* **Given exercise**: Rescale the records below. Write out every line in full, but multiply each answer coordinate (the point pairs after each "Target:" line) by 0.35 and round to a whole number, with halves rounding up. Leave the sample coordinates and all other text unchanged.
--- Start Dataset ---
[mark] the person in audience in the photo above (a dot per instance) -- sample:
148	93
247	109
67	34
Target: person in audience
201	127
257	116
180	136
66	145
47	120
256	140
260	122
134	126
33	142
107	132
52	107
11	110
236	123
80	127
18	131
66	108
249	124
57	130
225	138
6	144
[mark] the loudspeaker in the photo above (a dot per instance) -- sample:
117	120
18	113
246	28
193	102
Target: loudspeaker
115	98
--- End Dataset ---
* **Written answer**:
[mark] the person in audience in the photo above (a dot per instance) -- sample:
148	93
247	109
67	34
Target: person in audience
70	44
90	41
63	48
23	51
16	42
90	49
91	43
47	44
12	50
37	46
18	37
4	39
83	43
28	44
6	46
23	38
87	43
20	46
79	48
2	50
[mark] the loudspeaker in the photo above (a dot per instance) -- sample:
117	120
18	113
246	28
193	102
Target: loudspeaker
40	34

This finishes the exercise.